• Required action: Pull every line holding the string "railing" from the records below.

[Image-grounded pointing data]
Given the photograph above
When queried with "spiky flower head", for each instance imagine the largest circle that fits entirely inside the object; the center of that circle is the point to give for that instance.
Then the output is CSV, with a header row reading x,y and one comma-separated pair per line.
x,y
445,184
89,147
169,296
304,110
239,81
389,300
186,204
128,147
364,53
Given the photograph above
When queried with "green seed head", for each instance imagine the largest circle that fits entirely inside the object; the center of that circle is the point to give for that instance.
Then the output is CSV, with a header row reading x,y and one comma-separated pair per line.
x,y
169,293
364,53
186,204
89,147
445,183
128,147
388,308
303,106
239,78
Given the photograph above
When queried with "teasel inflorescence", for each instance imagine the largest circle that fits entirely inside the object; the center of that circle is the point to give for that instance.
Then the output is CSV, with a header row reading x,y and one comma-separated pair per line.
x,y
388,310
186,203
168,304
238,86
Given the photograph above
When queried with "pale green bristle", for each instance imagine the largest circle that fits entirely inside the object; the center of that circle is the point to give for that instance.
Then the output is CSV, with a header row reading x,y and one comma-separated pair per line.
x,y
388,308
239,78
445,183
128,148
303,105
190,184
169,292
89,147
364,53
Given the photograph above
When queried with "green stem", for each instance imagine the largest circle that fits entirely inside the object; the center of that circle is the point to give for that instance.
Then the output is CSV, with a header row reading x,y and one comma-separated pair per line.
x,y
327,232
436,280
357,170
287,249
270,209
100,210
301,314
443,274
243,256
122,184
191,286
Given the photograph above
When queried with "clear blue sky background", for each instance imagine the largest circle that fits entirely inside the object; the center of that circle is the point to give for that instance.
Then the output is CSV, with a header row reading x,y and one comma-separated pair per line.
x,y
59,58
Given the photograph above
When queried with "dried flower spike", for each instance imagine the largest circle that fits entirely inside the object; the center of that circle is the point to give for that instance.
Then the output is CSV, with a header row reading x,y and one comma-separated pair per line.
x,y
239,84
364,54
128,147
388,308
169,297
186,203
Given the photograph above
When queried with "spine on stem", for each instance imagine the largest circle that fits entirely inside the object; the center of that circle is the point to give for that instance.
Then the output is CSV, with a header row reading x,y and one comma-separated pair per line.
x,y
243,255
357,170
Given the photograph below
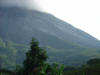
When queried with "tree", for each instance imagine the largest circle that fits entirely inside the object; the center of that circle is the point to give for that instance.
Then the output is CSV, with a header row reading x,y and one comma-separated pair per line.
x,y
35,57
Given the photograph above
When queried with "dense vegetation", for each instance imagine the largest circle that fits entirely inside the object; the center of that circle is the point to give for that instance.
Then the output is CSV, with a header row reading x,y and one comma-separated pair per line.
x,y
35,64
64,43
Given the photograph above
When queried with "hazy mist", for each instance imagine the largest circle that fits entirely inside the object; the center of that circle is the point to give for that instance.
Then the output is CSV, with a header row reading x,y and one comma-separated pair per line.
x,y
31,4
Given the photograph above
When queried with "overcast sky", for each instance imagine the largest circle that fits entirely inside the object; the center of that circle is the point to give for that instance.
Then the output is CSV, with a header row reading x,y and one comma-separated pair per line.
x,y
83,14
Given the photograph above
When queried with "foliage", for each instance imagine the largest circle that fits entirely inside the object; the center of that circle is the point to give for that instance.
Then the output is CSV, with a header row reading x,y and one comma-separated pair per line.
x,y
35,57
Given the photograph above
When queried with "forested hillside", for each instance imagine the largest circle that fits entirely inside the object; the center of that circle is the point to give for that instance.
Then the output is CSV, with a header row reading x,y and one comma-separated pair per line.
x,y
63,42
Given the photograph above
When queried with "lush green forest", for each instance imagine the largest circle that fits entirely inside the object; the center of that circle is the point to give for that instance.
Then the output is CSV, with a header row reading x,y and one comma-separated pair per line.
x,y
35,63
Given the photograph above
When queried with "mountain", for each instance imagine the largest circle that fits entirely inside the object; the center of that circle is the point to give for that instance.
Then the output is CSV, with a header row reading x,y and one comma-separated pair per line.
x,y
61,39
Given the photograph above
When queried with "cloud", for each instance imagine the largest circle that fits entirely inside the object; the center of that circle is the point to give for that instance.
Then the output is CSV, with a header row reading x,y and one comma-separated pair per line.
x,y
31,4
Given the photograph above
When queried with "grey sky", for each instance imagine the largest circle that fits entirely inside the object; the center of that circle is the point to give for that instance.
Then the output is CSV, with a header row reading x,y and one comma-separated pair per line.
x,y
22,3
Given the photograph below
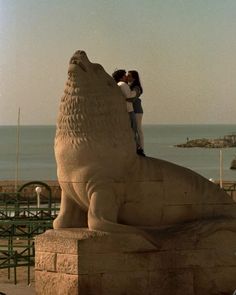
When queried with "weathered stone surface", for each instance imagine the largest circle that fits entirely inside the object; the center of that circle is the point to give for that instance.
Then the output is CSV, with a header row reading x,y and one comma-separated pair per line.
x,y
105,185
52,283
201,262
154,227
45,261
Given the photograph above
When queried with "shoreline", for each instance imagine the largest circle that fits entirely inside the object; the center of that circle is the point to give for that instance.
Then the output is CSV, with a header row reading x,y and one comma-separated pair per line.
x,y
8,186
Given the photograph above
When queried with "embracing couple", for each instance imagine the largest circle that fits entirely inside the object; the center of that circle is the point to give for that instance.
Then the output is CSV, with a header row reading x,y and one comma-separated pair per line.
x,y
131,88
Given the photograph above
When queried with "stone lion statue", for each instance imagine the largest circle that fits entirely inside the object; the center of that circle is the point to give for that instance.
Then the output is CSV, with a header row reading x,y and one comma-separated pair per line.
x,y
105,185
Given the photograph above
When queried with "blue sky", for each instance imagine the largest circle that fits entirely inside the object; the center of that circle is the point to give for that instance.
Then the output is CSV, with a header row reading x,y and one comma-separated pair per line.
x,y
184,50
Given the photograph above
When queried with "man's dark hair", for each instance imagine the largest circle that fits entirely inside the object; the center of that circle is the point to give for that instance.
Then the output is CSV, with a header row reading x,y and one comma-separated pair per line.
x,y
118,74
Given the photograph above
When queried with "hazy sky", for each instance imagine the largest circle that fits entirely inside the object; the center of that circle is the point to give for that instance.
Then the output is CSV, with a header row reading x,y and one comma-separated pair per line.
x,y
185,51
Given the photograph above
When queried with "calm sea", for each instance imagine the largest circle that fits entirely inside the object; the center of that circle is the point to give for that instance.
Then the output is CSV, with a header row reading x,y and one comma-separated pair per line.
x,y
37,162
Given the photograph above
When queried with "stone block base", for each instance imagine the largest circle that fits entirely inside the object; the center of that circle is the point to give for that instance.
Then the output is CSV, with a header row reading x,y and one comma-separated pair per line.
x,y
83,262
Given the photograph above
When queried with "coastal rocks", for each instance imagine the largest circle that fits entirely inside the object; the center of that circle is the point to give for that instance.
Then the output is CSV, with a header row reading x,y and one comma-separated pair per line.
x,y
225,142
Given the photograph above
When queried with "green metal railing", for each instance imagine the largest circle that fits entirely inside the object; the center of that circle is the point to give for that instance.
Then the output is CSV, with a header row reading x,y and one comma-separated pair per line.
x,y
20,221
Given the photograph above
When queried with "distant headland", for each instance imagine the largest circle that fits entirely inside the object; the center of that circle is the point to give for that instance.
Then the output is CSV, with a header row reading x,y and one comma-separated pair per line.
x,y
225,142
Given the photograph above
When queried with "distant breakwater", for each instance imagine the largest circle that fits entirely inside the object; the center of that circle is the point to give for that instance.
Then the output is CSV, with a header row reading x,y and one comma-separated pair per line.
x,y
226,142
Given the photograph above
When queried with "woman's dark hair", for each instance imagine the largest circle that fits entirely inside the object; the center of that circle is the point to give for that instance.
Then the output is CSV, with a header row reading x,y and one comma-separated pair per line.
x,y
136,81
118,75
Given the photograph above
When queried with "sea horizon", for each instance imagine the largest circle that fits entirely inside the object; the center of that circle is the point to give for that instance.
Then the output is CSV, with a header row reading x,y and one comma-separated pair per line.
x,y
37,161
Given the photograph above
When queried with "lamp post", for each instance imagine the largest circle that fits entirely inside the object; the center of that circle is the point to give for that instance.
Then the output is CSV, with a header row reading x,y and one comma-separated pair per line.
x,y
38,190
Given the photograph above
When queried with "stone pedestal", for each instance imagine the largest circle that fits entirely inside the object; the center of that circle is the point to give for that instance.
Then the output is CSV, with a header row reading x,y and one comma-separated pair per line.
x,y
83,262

--

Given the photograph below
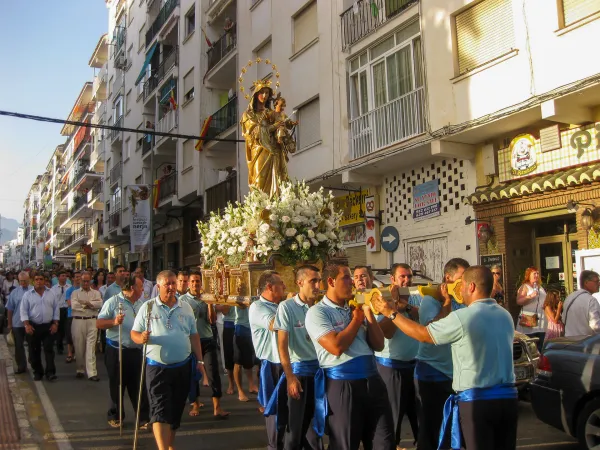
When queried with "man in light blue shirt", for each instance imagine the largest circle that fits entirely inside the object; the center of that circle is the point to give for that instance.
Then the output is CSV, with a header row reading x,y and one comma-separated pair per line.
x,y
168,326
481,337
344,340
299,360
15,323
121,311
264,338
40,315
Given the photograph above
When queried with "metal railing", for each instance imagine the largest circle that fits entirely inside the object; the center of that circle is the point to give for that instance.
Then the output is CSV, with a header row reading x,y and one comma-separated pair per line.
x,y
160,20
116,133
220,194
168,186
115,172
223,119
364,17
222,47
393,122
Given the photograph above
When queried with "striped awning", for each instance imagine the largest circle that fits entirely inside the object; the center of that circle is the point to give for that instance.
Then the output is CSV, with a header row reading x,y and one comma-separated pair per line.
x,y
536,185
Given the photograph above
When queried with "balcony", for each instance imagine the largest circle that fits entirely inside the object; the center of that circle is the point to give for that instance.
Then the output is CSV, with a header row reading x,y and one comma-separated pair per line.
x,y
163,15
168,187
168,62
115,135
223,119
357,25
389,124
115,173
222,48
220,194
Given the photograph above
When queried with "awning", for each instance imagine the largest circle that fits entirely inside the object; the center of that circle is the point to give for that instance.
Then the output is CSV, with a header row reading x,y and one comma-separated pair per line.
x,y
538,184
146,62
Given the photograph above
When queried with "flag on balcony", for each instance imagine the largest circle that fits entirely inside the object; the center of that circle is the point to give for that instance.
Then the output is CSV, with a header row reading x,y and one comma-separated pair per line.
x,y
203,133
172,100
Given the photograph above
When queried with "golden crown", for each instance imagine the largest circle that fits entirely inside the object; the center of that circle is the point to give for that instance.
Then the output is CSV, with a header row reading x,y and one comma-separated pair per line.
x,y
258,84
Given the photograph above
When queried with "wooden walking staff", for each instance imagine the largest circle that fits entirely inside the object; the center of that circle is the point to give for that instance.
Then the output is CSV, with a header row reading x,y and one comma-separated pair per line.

• Exercise result:
When queried with "green metal railing", for each instance imagine the largest circle that fits entirely inside the object; the center of that circle is the point to give for that instance.
When queried with "metal railing", for each instance imagine the largest circle that fits entirely inside the object; the center of that circle is the point to give for that instance.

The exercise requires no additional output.